The request: In the material below, repeat only the lines from the one that holds "plank in this photo." through the final line, exactly as they stand.

# Start of Extracted information

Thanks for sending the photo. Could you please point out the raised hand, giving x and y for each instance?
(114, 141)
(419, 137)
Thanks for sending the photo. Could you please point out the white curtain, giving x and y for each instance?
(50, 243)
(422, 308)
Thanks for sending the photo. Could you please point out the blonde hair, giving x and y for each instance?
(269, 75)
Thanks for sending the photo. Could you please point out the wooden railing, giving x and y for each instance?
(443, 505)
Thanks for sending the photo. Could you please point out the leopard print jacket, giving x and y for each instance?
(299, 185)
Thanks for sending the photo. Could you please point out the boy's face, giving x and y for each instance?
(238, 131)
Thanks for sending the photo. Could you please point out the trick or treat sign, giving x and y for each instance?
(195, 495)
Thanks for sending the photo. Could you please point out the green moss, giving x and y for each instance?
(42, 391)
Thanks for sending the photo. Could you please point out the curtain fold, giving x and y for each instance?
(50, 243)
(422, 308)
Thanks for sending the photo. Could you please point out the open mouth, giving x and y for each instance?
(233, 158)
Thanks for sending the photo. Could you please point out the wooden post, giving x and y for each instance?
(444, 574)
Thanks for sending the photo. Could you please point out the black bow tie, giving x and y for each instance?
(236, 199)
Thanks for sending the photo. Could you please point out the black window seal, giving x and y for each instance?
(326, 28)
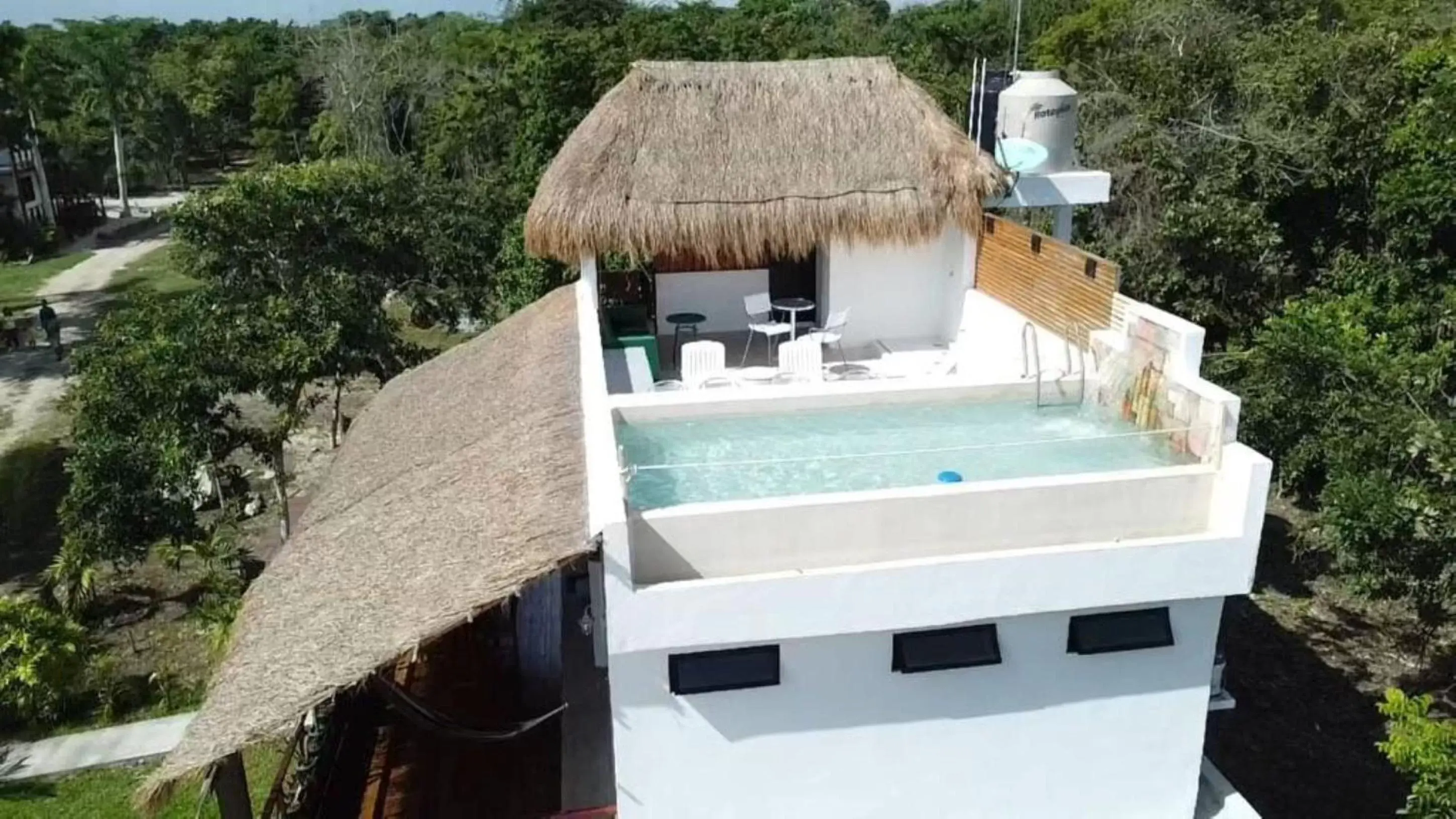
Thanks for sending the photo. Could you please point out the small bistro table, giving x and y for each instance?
(684, 322)
(793, 307)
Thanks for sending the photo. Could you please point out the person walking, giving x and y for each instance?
(9, 331)
(51, 326)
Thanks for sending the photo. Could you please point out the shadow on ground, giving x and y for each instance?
(27, 792)
(33, 482)
(1301, 741)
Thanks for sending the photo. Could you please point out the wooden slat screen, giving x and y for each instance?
(1052, 283)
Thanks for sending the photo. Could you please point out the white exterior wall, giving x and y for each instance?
(717, 294)
(1042, 735)
(899, 291)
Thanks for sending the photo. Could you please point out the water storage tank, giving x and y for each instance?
(1042, 108)
(983, 106)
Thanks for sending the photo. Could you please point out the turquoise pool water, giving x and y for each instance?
(874, 447)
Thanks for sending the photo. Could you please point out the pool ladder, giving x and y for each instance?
(1031, 360)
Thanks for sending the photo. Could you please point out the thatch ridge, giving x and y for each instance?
(462, 482)
(730, 162)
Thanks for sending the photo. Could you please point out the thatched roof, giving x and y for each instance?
(461, 484)
(733, 161)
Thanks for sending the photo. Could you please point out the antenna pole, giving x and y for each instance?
(986, 66)
(1016, 49)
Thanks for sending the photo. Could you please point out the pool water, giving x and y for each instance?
(875, 447)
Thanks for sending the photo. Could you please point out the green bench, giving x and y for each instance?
(629, 325)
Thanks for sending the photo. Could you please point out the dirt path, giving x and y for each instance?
(31, 380)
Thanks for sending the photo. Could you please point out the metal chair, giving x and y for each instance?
(803, 360)
(760, 320)
(704, 363)
(832, 332)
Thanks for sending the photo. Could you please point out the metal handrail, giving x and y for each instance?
(1031, 354)
(1076, 328)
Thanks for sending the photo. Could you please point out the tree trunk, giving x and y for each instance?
(231, 786)
(281, 495)
(339, 418)
(120, 150)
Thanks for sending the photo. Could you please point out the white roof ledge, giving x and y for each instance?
(1063, 188)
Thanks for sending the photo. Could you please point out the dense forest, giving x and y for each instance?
(1285, 174)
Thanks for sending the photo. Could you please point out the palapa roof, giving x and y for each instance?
(730, 162)
(461, 484)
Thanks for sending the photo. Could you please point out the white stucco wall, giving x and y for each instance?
(717, 294)
(1043, 735)
(816, 531)
(899, 291)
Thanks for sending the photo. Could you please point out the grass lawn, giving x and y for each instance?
(107, 793)
(20, 281)
(436, 338)
(153, 273)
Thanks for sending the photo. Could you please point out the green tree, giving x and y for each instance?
(1424, 750)
(149, 406)
(41, 654)
(105, 73)
(306, 257)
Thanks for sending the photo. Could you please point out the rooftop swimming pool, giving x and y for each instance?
(877, 447)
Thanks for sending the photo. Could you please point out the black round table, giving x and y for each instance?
(684, 322)
(793, 307)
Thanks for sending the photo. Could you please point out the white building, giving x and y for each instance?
(24, 191)
(966, 559)
(801, 616)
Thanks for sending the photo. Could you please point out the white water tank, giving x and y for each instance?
(1042, 108)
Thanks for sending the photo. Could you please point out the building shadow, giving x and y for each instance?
(1302, 740)
(33, 484)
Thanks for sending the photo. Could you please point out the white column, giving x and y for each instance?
(1063, 227)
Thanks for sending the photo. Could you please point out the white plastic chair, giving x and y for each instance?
(803, 360)
(832, 332)
(760, 320)
(704, 363)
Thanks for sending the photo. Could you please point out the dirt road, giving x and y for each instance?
(31, 380)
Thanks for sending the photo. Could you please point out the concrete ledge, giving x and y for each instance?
(1218, 799)
(119, 745)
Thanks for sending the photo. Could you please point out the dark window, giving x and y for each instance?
(724, 671)
(945, 648)
(1120, 632)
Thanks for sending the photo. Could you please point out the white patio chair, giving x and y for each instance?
(704, 363)
(832, 332)
(803, 360)
(760, 320)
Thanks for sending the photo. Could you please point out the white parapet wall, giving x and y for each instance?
(817, 531)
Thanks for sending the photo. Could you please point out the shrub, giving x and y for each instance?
(41, 652)
(1424, 750)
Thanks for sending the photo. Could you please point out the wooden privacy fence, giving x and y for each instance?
(1065, 290)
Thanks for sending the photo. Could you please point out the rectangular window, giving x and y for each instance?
(1120, 632)
(723, 671)
(938, 649)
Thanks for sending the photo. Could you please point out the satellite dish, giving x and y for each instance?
(1018, 155)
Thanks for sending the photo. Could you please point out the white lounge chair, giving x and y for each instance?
(760, 320)
(832, 332)
(803, 360)
(704, 366)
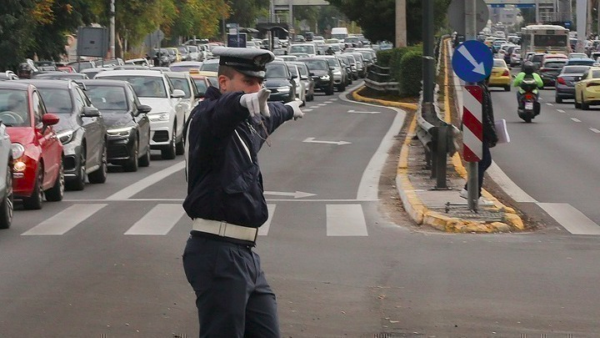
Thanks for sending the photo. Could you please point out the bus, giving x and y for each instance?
(551, 39)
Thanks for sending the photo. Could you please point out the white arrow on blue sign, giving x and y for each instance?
(472, 61)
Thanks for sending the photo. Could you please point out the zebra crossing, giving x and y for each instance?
(340, 220)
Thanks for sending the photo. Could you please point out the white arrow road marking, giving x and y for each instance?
(312, 140)
(296, 194)
(352, 111)
(478, 66)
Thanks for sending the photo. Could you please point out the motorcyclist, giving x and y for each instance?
(528, 71)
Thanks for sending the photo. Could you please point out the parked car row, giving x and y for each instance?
(60, 134)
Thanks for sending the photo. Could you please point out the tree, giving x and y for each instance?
(377, 17)
(16, 27)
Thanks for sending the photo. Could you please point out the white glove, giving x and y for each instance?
(256, 103)
(298, 114)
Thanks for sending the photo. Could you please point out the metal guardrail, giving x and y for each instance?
(435, 134)
(378, 78)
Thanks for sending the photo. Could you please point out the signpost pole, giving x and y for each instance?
(472, 168)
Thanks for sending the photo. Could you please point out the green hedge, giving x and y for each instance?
(410, 73)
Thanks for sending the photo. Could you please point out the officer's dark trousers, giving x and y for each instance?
(232, 294)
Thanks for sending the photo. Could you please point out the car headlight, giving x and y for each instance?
(163, 117)
(17, 150)
(66, 136)
(119, 132)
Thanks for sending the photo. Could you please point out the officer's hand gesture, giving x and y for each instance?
(298, 114)
(256, 103)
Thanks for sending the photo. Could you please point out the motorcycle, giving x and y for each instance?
(529, 107)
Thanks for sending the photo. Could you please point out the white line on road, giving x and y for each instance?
(346, 220)
(159, 221)
(65, 220)
(571, 219)
(264, 229)
(146, 182)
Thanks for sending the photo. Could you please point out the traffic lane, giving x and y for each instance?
(96, 281)
(549, 158)
(327, 170)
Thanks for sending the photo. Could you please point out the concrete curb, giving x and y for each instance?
(413, 204)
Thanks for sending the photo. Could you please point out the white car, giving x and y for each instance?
(183, 81)
(167, 116)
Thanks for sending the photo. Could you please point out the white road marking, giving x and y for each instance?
(159, 221)
(65, 220)
(264, 229)
(571, 219)
(146, 182)
(346, 220)
(510, 187)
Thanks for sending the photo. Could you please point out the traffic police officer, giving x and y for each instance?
(225, 197)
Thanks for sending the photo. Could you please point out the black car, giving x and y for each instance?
(81, 130)
(321, 73)
(279, 81)
(127, 123)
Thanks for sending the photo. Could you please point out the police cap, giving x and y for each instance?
(247, 61)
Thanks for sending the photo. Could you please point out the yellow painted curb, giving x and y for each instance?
(356, 96)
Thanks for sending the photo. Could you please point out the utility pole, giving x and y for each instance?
(400, 23)
(112, 29)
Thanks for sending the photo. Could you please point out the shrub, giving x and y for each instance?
(410, 73)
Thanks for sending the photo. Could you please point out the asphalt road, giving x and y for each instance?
(342, 257)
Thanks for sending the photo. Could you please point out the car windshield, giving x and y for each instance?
(58, 101)
(575, 70)
(144, 86)
(276, 70)
(107, 97)
(182, 84)
(13, 107)
(316, 64)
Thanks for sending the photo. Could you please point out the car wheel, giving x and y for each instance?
(7, 205)
(145, 160)
(57, 192)
(170, 152)
(99, 176)
(132, 164)
(79, 182)
(34, 202)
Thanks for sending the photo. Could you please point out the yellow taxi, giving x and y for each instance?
(587, 89)
(500, 76)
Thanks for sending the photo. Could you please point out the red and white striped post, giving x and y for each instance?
(472, 139)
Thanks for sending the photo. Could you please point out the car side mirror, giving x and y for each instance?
(90, 112)
(144, 109)
(177, 94)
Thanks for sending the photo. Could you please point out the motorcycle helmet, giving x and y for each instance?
(528, 68)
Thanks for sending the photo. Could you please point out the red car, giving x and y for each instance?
(36, 150)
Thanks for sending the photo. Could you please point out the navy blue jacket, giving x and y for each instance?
(224, 179)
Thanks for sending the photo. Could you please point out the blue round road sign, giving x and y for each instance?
(472, 61)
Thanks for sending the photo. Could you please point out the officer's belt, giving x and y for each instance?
(225, 229)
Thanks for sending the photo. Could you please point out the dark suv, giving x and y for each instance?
(81, 130)
(280, 82)
(321, 73)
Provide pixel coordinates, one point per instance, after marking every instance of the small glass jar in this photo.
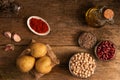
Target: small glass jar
(99, 16)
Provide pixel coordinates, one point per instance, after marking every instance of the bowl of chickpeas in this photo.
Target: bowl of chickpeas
(82, 65)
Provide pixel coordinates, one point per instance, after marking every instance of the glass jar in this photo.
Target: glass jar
(99, 16)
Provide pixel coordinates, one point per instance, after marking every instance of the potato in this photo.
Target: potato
(43, 65)
(25, 63)
(38, 50)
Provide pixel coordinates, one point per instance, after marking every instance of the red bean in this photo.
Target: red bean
(105, 50)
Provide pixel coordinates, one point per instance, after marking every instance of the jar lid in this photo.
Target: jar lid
(108, 13)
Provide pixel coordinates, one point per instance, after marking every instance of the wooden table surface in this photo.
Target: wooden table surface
(66, 19)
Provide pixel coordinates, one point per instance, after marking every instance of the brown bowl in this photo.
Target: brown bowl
(99, 44)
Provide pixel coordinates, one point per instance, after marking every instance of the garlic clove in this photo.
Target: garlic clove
(9, 47)
(16, 38)
(8, 34)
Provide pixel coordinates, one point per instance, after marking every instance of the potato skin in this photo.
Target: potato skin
(25, 63)
(43, 65)
(38, 50)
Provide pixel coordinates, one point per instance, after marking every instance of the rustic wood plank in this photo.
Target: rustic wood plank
(61, 33)
(109, 70)
(66, 18)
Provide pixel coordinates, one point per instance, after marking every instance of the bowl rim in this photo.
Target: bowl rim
(95, 49)
(37, 17)
(72, 57)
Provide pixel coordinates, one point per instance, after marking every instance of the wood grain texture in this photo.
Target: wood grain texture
(66, 19)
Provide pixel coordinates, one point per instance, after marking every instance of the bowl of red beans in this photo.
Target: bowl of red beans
(105, 50)
(38, 25)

# End of Extracted information

Solution for this exercise:
Provide pixel coordinates, one point per instance, after marking every instance of the rustic wood plank in this photo.
Target: rustic wood plank
(61, 33)
(109, 70)
(66, 18)
Provide pixel coordinates, one point per instance, after marking every instance of the bowl rim in this photo.
Target: bowl rim
(95, 49)
(37, 17)
(72, 57)
Provide pixel coordinates, one point per instance, after marking every instance of the wood grain texture in this photo.
Target: wood grain texture
(66, 19)
Provide pixel coordinates, one point per instance, after marking every instance of the bowl of red beans in this photo.
Target: bowl of red beans
(105, 50)
(38, 25)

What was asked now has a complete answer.